### [Source records]
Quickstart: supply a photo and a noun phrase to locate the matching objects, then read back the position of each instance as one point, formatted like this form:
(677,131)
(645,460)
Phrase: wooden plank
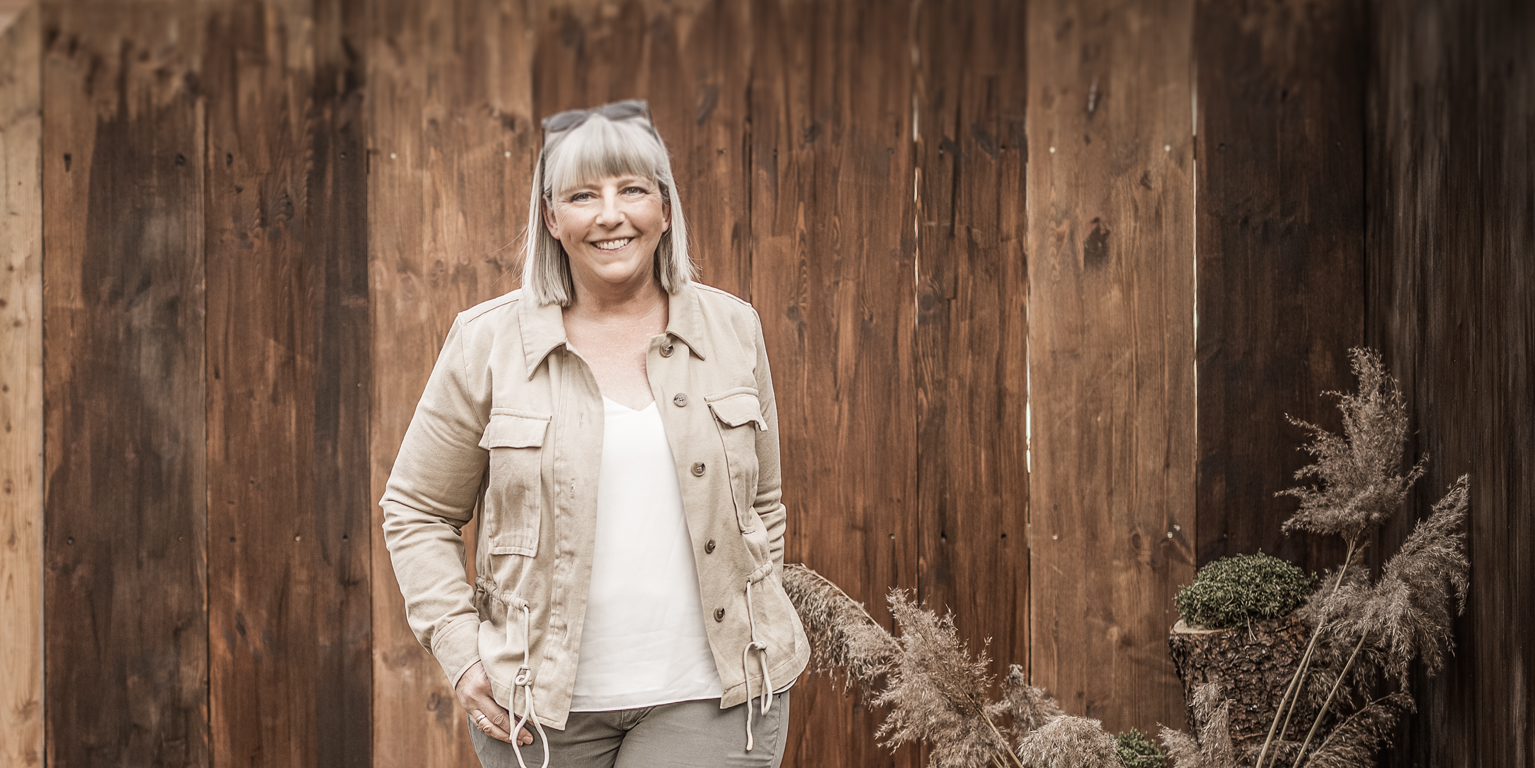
(832,277)
(126,499)
(1280,257)
(450,152)
(1112,352)
(22,392)
(691,60)
(970,332)
(1449,241)
(289,622)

### [Task directions]
Restate the data word for word without pictures.

### [Output of the task]
Quickstart: supply a photo and a noun phrase to locate the matching objects, then read back the position of each instance as one point, formatted like this form:
(677,131)
(645,460)
Phrase: wooden plank
(832,277)
(126,499)
(1280,257)
(450,152)
(1112,352)
(22,392)
(691,60)
(970,332)
(1449,241)
(289,622)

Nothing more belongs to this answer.